▶ [EXERCISE]
Pull out each line of the material below that contains the string "positive". Case counts, so a line matches only where the letters agree in case as well.

▶ [EXTRACTED ENTRIES]
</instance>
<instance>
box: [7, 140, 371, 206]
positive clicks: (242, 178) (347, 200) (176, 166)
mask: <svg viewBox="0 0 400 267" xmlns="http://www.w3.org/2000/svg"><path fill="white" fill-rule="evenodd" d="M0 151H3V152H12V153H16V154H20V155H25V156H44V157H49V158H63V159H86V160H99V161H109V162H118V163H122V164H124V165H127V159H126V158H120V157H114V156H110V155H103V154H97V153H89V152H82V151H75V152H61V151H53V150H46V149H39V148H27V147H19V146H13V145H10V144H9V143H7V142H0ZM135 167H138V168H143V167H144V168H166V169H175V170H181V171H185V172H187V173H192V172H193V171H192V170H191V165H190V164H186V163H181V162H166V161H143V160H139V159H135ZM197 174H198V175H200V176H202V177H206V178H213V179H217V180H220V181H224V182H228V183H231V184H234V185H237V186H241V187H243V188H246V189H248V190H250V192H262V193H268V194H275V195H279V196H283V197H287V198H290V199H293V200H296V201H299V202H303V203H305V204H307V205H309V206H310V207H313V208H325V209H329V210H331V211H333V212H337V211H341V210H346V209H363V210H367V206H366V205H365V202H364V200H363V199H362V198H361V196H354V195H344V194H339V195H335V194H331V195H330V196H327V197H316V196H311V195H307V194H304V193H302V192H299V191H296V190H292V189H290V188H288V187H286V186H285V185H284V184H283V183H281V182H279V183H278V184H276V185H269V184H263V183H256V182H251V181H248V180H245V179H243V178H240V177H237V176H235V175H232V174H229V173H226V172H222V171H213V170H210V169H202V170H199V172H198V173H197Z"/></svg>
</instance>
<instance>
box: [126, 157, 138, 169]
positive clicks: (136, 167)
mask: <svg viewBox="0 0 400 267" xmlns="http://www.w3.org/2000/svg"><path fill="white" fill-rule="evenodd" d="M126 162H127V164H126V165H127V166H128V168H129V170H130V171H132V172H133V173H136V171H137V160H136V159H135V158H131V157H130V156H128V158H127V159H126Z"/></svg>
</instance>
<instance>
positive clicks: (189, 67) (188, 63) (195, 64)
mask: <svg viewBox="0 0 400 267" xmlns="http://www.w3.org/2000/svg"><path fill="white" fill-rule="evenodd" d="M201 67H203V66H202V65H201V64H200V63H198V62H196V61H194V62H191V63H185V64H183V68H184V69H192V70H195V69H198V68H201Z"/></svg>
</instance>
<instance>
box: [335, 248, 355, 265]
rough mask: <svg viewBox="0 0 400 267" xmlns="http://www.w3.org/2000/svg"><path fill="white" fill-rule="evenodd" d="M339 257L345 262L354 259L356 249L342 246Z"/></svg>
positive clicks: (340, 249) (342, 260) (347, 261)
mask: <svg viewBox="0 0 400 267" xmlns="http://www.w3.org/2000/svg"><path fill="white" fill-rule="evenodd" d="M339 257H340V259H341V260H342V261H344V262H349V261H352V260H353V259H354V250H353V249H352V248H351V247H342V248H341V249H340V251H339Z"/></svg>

---

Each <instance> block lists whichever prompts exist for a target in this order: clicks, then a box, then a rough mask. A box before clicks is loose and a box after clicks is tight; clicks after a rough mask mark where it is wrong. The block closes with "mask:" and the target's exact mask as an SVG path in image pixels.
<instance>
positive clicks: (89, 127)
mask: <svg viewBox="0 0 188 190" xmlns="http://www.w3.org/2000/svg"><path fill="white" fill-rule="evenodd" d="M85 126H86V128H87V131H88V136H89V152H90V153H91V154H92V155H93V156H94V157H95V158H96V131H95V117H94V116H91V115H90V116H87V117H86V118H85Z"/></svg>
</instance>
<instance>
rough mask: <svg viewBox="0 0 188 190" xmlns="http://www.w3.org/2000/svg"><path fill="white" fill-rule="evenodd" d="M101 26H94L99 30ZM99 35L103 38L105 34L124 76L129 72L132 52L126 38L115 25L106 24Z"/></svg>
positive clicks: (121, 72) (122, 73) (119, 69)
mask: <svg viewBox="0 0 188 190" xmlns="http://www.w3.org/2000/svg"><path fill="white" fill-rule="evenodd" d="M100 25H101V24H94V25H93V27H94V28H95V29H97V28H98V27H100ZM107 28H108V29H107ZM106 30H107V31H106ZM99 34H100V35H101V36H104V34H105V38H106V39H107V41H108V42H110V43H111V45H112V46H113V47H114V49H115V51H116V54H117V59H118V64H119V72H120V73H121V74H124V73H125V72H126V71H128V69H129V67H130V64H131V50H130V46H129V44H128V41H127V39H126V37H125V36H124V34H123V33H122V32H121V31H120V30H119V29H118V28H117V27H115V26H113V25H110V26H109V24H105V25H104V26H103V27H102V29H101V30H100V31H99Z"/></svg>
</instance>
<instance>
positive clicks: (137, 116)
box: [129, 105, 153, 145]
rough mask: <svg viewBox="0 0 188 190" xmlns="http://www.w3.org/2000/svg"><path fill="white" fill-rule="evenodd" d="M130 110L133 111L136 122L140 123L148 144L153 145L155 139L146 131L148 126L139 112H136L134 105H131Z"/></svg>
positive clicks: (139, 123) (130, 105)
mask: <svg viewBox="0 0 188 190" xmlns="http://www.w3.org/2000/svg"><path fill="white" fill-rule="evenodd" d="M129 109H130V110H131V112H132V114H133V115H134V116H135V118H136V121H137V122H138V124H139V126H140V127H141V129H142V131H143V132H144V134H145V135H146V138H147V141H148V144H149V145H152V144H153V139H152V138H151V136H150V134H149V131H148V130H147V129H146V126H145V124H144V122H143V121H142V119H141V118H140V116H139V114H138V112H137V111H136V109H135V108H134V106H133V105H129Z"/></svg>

▶ [ANSWER BELOW]
positive clicks: (242, 178) (347, 200) (176, 166)
positive clicks: (136, 167)
positive clicks: (189, 67) (188, 63) (195, 64)
positive clicks: (340, 249) (342, 260) (347, 261)
positive clicks: (89, 127)
positive clicks: (121, 72) (122, 73) (119, 69)
positive clicks: (137, 116)
positive clicks: (139, 123) (130, 105)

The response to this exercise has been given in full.